[Segmentation labeling entries]
--- Start ---
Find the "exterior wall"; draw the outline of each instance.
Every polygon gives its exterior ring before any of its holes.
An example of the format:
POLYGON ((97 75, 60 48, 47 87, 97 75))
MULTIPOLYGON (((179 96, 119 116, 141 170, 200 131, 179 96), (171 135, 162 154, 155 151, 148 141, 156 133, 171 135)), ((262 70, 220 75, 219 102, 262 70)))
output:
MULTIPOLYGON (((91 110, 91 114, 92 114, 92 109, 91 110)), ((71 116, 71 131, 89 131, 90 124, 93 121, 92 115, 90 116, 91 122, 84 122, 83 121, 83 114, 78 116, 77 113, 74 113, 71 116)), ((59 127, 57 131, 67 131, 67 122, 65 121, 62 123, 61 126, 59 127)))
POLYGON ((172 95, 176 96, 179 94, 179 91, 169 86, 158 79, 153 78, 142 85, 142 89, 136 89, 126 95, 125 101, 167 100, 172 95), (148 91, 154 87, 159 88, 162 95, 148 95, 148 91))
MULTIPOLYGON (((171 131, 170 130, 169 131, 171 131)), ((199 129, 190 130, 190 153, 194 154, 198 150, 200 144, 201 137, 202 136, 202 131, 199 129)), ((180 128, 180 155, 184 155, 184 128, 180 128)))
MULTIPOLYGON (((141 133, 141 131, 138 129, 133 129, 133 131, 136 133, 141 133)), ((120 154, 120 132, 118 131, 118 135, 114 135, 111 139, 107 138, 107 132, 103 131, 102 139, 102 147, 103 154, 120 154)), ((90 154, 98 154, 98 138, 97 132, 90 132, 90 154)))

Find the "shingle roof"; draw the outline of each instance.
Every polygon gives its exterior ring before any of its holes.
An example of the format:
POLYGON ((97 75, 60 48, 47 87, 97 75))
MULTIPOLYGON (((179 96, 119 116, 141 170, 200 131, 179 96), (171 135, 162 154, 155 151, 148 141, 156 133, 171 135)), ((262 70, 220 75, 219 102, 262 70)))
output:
--- End ---
Write out all the rows above again, substituting "trace the outline" for "draw the outline" and keeping everything else unchanged.

Completed task »
Find the "exterior wall"; trace the outline of each instance.
Every polygon gives its exterior ring before any of its holes.
An example of the format:
POLYGON ((97 75, 60 48, 47 87, 97 75))
MULTIPOLYGON (((179 96, 119 116, 141 170, 200 131, 179 96), (171 135, 162 154, 155 151, 148 141, 156 133, 171 135)), ((262 70, 220 75, 219 102, 262 70)))
output:
MULTIPOLYGON (((91 110, 91 114, 92 114, 92 109, 91 110)), ((71 116, 71 131, 89 131, 90 124, 93 121, 92 115, 90 116, 91 122, 84 122, 83 121, 83 114, 78 116, 77 113, 74 113, 71 116)), ((59 127, 57 131, 67 131, 67 122, 65 121, 62 123, 61 126, 59 127)))
POLYGON ((172 95, 176 96, 179 94, 179 91, 169 86, 158 79, 153 78, 142 85, 142 89, 136 89, 126 95, 125 101, 167 100, 172 95), (148 91, 154 87, 159 88, 162 95, 148 95, 148 91))
MULTIPOLYGON (((171 131, 170 130, 169 131, 171 131)), ((199 129, 190 130, 190 153, 194 154, 198 150, 200 144, 201 137, 202 136, 202 131, 199 129)), ((180 128, 180 155, 184 155, 184 128, 180 128)))
MULTIPOLYGON (((141 133, 141 131, 138 129, 133 129, 133 131, 136 133, 141 133)), ((120 154, 120 132, 118 131, 118 135, 114 135, 111 139, 107 138, 107 132, 103 131, 102 139, 102 147, 103 154, 120 154)), ((90 154, 98 154, 98 138, 97 132, 90 132, 90 154)))

Find the "shingle roof"; trace the outline of each instance.
Every polygon gives its exterior ring before any of its holes.
An example of the format:
POLYGON ((97 75, 60 48, 47 87, 97 75))
MULTIPOLYGON (((179 96, 119 116, 141 170, 200 131, 179 96), (171 135, 162 154, 155 151, 148 141, 156 133, 171 135)), ((262 70, 220 75, 219 102, 262 70)))
output:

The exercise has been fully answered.